══ Records supplied
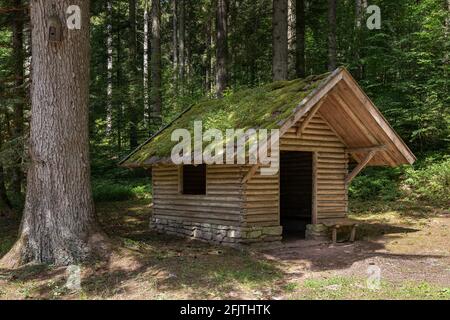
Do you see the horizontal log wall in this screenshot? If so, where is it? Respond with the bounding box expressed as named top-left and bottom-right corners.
top-left (152, 165), bottom-right (245, 226)
top-left (280, 111), bottom-right (348, 223)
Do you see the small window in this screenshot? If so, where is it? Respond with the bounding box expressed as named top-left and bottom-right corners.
top-left (182, 164), bottom-right (206, 195)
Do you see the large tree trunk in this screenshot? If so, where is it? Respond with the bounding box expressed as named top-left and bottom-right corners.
top-left (128, 0), bottom-right (139, 150)
top-left (272, 0), bottom-right (288, 81)
top-left (295, 0), bottom-right (306, 78)
top-left (12, 0), bottom-right (25, 194)
top-left (216, 0), bottom-right (228, 98)
top-left (151, 0), bottom-right (162, 124)
top-left (106, 0), bottom-right (113, 137)
top-left (328, 0), bottom-right (337, 71)
top-left (2, 0), bottom-right (106, 267)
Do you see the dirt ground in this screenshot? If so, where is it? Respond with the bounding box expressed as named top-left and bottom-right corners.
top-left (0, 201), bottom-right (450, 299)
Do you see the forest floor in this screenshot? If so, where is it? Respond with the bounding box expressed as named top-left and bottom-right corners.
top-left (0, 201), bottom-right (450, 299)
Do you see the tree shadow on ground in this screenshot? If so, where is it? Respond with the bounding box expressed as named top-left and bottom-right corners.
top-left (0, 202), bottom-right (446, 299)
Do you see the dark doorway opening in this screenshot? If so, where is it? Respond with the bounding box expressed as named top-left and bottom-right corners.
top-left (280, 152), bottom-right (313, 239)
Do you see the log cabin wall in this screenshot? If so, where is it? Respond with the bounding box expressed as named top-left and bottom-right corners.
top-left (151, 165), bottom-right (282, 246)
top-left (244, 112), bottom-right (348, 230)
top-left (152, 165), bottom-right (244, 226)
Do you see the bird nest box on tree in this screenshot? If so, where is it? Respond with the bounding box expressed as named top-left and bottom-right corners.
top-left (121, 68), bottom-right (415, 245)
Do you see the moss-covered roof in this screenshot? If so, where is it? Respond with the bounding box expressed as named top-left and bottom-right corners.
top-left (121, 73), bottom-right (329, 167)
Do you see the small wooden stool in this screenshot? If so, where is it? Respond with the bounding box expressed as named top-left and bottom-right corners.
top-left (320, 218), bottom-right (358, 244)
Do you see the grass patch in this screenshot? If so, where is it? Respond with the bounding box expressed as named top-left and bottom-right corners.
════
Stated task ▸
Copy the lines from the one containing "Do you see the dark" through the one containing "top-left (280, 152), bottom-right (313, 239)", both included, and reproduce them without changes.

Answer for this exercise ▸
Do you see the dark doorway opening in this screenshot? If so, where is it? Respond with the bounding box expressed as named top-left and bottom-right corners.
top-left (280, 152), bottom-right (313, 239)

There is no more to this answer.